» **BRANO DI TESTO**

-=-=-

Secondo le indagini della procura coordinate dal pm Giuseppe Tittaferrante, i nove agenti avrebbero presentato certificati medici per visite mai avvenute per rimanere a casa dal lavoro, percependo ovviamente lo stipendio come in un normale giorno di malattia.
A vidimare le assenze – con diagnosi quasi speculari – un medico condotto che lavora nell’Arginone. Da qui le contestazioni ai dieci indagati (i nove agenti più il dottore) per fatti che risalgono al marzo e aprile del 2016. In quel periodo si stava consumando una rottura insanabile tra il personale e il comandante di reparto, Lisa Brianese, che aveva portato gli agenti di polizia penitenziaria alla mobilitazione.
In quell’occasione le organizzazioni sindacali Sappe (Sindacato Autonomo Polizia Penitenziaria) e Osapp (Organizzazione Sindacale Autonoma Polizia Penitenziaria) annunciarono l’astensione ad oltranza dalla fruizione della mensa di servizio e del locale spaccio agenti contro di la comandante colpevole a detta loro di “non avere il polso necessario per far valere l’autorità che rappresenta nei casi di tensione tra agenti e carcerati”.
A dar corpo ai sospetti della procura fu un documento inviato di lì a breve alla magistratura estense dall’allora direttore del carcere Carmela Di Lorenzo, che manifestava le difficoltà organizzative all’interno della casa circondariale per le numerose e contemporanee assenze del personale, tanto da dover ricorrere a ‘supplenti’ inviati da Bologna.
Partite quindi le verifiche, gli inquirenti hanno notato una ulteriore coincidenza: le patologie sofferte sono le stesse per tutti. Vale a dire blocco lombare, gastroenterite e crisi cefalgica.

-=-=-

» **ATTIVITÀ DA SVOLGERE**
**1)** Riporta, per favore, il passo del brano sulle assenze degli agenti da "A vidimare le" a "penitenziaria alla mobilitazione.".
**2)** Indica se ciascuna affermazione concorda con il brano sulle assenze degli agenti, rispondendo sì o no e citando tra virgolette le parole del brano che lo stabiliscono: (a) le indagini sono coordinate dal pm Giuseppe Tittaferrante; (b) gli indagati sono nove in tutto; (c) i supplenti arrivavano da Bologna.
L'elenco che segue non ha alcun legame con il brano.

-=-=-

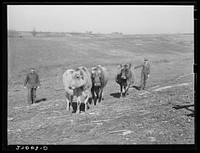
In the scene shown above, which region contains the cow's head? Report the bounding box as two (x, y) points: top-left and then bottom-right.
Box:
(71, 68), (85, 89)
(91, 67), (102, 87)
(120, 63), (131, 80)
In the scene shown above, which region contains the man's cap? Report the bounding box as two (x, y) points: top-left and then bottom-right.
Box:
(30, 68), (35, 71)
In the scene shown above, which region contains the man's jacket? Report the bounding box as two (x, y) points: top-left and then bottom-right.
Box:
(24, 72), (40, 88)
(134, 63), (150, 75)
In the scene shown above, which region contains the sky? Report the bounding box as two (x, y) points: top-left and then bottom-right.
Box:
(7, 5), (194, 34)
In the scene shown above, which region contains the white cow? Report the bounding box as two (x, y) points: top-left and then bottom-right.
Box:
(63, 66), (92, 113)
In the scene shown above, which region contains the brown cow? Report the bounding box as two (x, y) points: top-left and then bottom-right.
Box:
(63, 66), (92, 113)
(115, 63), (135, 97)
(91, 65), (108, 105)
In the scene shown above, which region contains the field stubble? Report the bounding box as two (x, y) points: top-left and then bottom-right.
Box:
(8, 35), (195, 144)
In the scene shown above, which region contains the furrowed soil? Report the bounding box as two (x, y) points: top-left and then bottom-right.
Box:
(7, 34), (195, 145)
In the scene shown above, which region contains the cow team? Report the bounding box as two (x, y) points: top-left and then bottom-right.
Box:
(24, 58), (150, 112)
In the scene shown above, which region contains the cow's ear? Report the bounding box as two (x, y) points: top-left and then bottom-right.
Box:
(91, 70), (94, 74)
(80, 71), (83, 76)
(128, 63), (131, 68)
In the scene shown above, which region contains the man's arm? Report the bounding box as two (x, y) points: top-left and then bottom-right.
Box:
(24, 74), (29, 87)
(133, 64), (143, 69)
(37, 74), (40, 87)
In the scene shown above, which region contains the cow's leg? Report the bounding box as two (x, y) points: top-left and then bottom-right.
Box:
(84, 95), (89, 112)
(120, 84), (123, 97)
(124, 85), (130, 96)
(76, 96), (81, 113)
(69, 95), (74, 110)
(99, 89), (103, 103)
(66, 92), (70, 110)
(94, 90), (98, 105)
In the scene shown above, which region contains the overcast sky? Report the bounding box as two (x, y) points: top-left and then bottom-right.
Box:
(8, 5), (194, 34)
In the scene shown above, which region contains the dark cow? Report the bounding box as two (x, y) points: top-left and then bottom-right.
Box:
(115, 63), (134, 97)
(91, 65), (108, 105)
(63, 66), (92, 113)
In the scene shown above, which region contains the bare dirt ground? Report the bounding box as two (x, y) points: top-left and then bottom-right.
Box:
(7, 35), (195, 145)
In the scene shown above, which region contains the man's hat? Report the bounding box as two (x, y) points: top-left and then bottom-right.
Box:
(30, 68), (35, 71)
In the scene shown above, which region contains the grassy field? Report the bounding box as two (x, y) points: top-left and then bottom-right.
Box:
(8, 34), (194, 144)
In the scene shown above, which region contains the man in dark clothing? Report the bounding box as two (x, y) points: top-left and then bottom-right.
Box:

-=-=-

» **RISPOSTE PER PUNTO**
**1)**
A vidimare le assenze – con diagnosi quasi speculari – un medico condotto che lavora nell’Arginone. Da qui le contestazioni ai dieci indagati (i nove agenti più il dottore) per fatti che risalgono al marzo e aprile del 2016. In quel periodo si stava consumando una rottura insanabile tra il personale e il comandante di reparto, Lisa Brianese, che aveva portato gli agenti di polizia penitenziaria alla mobilitazione.

**2)**
(a) Sì: "Secondo le indagini della procura coordinate dal pm Giuseppe Tittaferrante".
(b) No: "contestazioni ai dieci indagati (i nove agenti più il dottore)".
(c) Sì: "‘supplenti’ inviati da Bologna".